[Document segment — start]

Located in Sterling, VA (703) 421-1200

May 2020

Expressing Your “Human-ness”

How can we best express our "Human-ness"? What does this mean? How can this improve our health and fitness and even our longevity?

Last week, I listened to Joe Rogan's podcast #1478 with Joel Salatin. If you have never heard of Joel Salatin, he is the owner of Polyface Farms in central Virginia and has become a world-famous advocate of local, small scale, sustainable, organic farming. Salatin has written many books on the subject, including Folks, This Ain't Normal and has contributed countless articles, blogs, and interviews on this farming over the last 30+ years. I highly recommend you not only read Salatin's material but follow his advice and support your local farmers or better yet, become a back-yard farmer yourself.

One of the things Salatin talks about a lot is allowing a chicken to express it's "chicken-ness" or a pig to express it's "pig-ness". What he means is this: chickens were meant to roam around and hunt and peck for worms and bugs and other critters and vegetation. They evolved to roam and feed by day on open pastures and gather up together in a cozy coop at night. When they live like this, chickens live in accordance with their nature, and as a result, the eggs they lay are incredibly nutrient rich, they stay healthy for years, and they benefit the environment they inhabit.

Happy Hens in Central Virginia!

Happy Hens in Central Virginia!

Conversely, industrially raised chickens live 15,000 to a house in confined cages, breathing fecal particulate matter, and fed industrially raised grains (note: when your store bought eggs say "100% vegetarian fed" on the box, that is not natural or healthy for the chicken or for you!) Industrial laying hens are constantly sick and must be given medication to survive. They exhibit extreme antisocial behavior during their shortened, sad lives. Industrially raised chickens also stress the environment a great deal.

[Document segment — finish]
[Data — start]

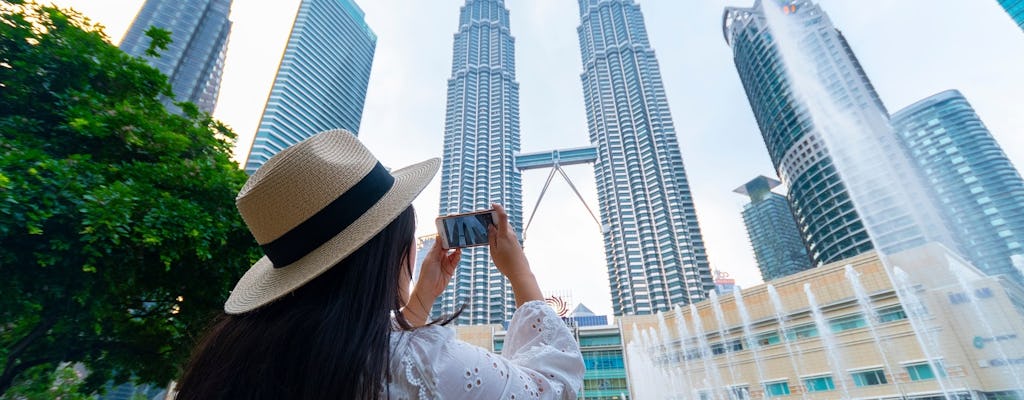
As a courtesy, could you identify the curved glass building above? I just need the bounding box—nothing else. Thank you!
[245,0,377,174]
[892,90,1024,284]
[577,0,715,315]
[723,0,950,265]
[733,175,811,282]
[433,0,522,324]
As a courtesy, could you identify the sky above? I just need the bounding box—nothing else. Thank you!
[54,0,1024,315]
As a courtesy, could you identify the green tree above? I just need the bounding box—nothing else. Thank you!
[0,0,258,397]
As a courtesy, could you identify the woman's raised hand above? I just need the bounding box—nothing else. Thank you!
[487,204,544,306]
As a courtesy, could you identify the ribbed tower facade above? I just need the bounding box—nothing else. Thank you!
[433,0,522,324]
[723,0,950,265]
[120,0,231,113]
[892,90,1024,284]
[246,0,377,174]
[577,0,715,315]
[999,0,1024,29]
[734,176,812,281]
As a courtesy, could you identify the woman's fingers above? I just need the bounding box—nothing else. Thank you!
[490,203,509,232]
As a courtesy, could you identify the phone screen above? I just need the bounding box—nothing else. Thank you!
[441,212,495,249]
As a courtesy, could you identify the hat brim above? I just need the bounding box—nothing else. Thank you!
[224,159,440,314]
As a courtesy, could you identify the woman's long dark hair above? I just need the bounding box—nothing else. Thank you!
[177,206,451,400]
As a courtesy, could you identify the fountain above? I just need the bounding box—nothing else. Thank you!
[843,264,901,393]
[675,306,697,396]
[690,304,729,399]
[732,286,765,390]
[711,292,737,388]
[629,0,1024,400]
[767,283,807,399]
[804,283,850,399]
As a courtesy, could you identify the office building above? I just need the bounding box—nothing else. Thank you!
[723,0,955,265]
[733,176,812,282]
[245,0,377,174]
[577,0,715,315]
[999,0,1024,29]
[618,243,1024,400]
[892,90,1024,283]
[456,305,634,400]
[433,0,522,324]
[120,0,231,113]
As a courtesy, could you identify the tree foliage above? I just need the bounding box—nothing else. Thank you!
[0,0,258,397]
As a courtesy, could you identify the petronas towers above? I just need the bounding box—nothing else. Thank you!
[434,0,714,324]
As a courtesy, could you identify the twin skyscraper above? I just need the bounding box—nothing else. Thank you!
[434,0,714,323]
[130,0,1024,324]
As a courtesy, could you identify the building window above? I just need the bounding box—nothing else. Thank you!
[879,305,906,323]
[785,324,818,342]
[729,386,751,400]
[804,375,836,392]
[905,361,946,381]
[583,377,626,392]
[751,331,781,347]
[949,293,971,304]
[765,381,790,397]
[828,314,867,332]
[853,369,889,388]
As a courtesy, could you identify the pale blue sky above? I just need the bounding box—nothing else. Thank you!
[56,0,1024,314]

[Data — finish]
[Data — start]

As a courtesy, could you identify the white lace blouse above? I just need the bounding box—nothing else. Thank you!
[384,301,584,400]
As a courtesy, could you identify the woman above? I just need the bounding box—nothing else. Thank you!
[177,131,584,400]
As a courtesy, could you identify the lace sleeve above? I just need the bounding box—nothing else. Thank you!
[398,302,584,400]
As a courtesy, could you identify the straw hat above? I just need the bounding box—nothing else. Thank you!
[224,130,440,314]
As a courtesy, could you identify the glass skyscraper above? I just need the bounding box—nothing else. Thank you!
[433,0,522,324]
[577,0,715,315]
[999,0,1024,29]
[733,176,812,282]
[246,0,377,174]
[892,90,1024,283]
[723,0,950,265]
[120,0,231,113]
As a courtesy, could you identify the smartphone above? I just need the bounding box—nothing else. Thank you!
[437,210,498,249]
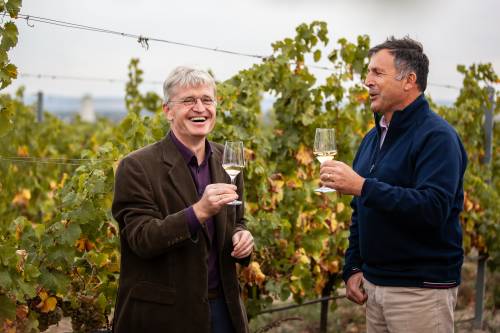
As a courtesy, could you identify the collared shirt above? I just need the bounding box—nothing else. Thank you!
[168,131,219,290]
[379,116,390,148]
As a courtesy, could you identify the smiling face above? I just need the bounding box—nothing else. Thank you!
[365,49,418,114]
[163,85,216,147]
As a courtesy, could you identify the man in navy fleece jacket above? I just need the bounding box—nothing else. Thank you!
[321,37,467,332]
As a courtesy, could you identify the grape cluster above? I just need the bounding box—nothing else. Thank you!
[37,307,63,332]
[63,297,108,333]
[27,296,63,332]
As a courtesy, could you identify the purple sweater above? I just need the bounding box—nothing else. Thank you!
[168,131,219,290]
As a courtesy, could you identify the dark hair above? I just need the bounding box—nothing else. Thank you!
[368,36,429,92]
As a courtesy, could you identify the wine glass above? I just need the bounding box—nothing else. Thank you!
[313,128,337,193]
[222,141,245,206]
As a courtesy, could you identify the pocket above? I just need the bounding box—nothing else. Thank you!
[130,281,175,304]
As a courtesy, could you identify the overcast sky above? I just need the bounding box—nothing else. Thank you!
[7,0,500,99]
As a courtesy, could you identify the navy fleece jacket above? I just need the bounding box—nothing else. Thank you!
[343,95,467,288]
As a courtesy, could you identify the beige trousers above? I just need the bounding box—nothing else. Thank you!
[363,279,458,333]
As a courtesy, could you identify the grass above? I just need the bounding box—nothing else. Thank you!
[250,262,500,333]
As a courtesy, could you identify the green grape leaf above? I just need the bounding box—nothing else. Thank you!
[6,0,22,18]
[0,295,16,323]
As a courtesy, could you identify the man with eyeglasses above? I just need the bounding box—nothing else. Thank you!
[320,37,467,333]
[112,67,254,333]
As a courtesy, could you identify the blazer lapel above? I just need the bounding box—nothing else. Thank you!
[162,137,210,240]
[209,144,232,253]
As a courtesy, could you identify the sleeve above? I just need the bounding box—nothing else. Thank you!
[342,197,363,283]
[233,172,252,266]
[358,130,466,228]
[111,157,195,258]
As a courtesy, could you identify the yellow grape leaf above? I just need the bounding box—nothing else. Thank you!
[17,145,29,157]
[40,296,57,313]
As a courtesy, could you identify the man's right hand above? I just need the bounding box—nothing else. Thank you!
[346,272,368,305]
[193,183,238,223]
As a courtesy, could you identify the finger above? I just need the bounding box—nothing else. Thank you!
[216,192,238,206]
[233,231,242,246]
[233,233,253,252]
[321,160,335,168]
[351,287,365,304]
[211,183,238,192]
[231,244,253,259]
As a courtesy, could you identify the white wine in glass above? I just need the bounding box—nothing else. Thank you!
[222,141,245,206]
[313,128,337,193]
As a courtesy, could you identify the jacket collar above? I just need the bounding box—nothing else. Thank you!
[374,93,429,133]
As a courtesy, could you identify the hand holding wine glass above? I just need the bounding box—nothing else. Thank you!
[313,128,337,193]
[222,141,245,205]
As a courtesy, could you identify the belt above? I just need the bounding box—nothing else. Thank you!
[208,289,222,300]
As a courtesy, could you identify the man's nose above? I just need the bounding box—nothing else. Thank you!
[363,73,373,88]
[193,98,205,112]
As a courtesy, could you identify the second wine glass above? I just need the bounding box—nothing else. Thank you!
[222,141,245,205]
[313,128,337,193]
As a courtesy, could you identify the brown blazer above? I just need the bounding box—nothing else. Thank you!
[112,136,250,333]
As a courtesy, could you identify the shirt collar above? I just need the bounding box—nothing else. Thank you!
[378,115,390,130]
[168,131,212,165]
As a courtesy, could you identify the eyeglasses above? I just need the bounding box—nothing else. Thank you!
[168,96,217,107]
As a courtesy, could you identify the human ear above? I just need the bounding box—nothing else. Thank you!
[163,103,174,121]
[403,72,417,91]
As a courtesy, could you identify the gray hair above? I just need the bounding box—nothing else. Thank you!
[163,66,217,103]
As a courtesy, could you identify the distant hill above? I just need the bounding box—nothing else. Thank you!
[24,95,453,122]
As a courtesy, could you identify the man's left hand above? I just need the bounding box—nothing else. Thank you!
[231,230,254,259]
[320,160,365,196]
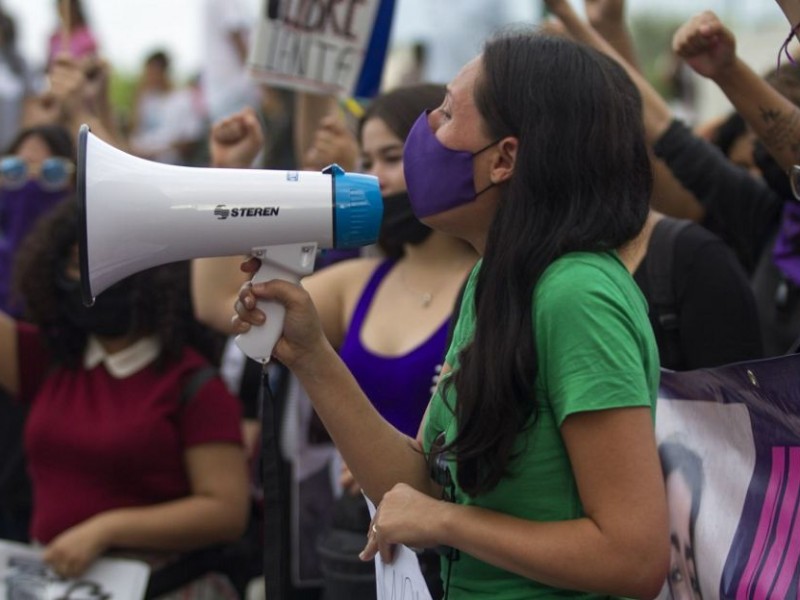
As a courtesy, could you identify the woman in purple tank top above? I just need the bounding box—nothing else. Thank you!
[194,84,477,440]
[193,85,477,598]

[Data — finish]

What you have to do
Can you reproduce, word for word, the passage on expressing our "Human-ness" from "Conversely, industrially raised" up to and including "a great deal."? The lines above have nothing to do with the passage on expressing our "Human-ness."

Solution for this exercise
Conversely, industrially raised chickens live 15,000 to a house in confined cages, breathing fecal particulate matter, and fed industrially raised grains (note: when your store bought eggs say "100% vegetarian fed" on the box, that is not natural or healthy for the chicken or for you!) Industrial laying hens are constantly sick and must be given medication to survive. They exhibit extreme antisocial behavior during their shortened, sad lives. Industrially raised chickens also stress the environment a great deal.